• REQUIREMENT
Pull out every line in the entries below that contains the string "shirt", and copy each one in full.
....
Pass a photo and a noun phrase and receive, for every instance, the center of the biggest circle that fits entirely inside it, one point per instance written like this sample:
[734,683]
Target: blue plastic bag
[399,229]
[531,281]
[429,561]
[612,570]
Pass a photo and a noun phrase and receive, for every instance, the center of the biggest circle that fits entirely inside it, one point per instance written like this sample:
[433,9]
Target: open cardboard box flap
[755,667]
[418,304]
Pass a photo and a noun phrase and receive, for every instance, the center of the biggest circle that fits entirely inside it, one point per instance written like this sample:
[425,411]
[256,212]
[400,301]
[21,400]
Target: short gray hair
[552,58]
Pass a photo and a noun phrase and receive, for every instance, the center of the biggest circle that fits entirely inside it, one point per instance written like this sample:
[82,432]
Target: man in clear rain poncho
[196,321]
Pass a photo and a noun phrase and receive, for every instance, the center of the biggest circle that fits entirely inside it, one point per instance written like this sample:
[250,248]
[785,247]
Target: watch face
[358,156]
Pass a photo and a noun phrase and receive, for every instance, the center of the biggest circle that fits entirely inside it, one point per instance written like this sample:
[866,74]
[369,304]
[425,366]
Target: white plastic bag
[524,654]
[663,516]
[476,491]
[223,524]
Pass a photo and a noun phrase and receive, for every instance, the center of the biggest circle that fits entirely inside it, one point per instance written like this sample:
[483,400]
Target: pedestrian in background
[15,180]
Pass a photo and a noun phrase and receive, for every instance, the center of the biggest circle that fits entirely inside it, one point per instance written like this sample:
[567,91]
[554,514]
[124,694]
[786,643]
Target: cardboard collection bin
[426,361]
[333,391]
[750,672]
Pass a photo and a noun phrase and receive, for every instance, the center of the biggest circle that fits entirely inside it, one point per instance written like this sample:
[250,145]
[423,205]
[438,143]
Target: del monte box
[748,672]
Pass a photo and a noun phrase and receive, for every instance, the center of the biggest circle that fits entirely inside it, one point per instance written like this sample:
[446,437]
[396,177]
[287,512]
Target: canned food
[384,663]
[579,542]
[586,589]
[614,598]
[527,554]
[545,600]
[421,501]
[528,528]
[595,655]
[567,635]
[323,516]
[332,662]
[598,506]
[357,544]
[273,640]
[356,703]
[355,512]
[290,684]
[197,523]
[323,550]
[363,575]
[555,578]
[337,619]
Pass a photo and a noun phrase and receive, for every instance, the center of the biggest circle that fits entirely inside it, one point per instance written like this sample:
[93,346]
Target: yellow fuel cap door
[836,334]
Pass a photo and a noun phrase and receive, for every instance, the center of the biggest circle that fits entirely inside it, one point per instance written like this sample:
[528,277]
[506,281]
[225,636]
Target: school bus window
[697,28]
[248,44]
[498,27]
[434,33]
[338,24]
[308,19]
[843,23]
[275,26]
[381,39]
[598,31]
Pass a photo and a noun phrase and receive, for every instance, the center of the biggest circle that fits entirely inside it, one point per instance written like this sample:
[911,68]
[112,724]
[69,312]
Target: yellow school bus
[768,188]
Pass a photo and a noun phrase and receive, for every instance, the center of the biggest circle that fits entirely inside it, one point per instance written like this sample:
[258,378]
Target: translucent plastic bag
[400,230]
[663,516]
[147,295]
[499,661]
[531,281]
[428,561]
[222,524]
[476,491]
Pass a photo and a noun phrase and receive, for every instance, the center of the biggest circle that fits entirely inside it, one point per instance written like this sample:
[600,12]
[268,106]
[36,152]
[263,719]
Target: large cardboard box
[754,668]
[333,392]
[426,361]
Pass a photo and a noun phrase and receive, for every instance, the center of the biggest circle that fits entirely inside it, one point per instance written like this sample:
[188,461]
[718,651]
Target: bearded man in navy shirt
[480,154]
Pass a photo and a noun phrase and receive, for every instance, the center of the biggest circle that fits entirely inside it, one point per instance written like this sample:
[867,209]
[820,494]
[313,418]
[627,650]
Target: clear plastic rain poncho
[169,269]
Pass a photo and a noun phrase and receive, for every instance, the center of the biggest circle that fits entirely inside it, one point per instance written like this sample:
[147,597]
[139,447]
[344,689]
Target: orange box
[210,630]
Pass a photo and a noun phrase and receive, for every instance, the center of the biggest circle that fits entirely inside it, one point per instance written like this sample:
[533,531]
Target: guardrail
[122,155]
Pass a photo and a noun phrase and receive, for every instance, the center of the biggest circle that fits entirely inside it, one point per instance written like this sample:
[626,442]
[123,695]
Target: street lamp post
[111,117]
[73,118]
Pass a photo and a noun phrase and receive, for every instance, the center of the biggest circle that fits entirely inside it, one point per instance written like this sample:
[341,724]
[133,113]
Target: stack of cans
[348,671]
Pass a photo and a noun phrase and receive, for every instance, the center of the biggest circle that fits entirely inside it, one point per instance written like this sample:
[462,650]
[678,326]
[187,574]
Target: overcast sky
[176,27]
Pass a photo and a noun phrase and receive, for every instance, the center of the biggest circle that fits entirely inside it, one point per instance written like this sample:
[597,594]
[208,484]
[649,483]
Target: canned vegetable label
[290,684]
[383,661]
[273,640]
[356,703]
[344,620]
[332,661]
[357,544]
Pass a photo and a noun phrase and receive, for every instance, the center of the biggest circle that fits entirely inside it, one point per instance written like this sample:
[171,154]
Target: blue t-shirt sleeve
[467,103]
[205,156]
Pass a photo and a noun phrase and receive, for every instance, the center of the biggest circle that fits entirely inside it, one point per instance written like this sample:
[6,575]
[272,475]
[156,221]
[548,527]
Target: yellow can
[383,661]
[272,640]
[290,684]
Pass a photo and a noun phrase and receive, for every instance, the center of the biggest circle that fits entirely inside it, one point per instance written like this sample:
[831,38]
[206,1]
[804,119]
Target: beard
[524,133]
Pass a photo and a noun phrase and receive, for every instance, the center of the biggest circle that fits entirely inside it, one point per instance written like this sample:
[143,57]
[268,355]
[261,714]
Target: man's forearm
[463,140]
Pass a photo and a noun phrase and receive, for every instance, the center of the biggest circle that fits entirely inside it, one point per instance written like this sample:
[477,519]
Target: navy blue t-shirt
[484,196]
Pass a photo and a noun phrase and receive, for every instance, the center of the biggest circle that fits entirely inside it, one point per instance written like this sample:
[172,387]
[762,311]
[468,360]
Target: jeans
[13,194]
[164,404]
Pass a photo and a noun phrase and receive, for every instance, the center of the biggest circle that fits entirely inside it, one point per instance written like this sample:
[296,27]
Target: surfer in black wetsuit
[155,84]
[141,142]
....
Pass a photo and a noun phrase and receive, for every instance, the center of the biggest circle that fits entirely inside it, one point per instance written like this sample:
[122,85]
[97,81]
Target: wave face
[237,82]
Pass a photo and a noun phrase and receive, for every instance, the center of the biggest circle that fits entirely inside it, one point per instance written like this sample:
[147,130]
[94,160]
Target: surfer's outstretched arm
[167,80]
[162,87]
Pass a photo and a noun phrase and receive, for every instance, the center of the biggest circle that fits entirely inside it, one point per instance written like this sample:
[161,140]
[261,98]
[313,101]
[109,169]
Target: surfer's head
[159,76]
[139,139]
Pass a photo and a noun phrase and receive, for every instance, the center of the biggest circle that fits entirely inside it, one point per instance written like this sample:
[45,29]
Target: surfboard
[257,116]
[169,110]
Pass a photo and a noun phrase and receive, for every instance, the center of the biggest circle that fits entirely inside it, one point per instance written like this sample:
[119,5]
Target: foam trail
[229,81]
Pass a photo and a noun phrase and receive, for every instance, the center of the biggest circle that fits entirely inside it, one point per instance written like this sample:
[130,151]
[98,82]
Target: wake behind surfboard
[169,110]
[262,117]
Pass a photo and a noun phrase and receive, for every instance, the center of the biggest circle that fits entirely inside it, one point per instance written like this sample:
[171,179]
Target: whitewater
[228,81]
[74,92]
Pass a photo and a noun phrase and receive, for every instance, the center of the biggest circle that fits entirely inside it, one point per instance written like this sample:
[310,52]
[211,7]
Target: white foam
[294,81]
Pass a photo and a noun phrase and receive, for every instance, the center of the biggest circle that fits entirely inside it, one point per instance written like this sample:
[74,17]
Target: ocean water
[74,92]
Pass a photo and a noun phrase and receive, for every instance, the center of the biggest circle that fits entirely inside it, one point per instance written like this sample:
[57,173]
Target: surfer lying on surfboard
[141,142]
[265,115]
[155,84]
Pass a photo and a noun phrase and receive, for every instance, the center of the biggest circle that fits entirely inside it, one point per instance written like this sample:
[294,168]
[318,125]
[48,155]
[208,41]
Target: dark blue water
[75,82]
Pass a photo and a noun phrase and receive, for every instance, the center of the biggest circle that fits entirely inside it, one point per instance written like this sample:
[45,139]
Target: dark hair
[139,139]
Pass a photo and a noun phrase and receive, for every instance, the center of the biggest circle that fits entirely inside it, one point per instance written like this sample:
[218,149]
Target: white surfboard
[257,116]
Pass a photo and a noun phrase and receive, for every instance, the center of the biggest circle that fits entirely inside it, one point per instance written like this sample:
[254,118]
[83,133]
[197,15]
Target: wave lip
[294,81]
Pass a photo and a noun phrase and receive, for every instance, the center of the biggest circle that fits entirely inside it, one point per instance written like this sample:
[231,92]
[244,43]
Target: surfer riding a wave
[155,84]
....
• EXERCISE ANSWER
Target: bearded man in navy shirt
Target: blue t-shirt sleeve
Target: navy blue t-shirt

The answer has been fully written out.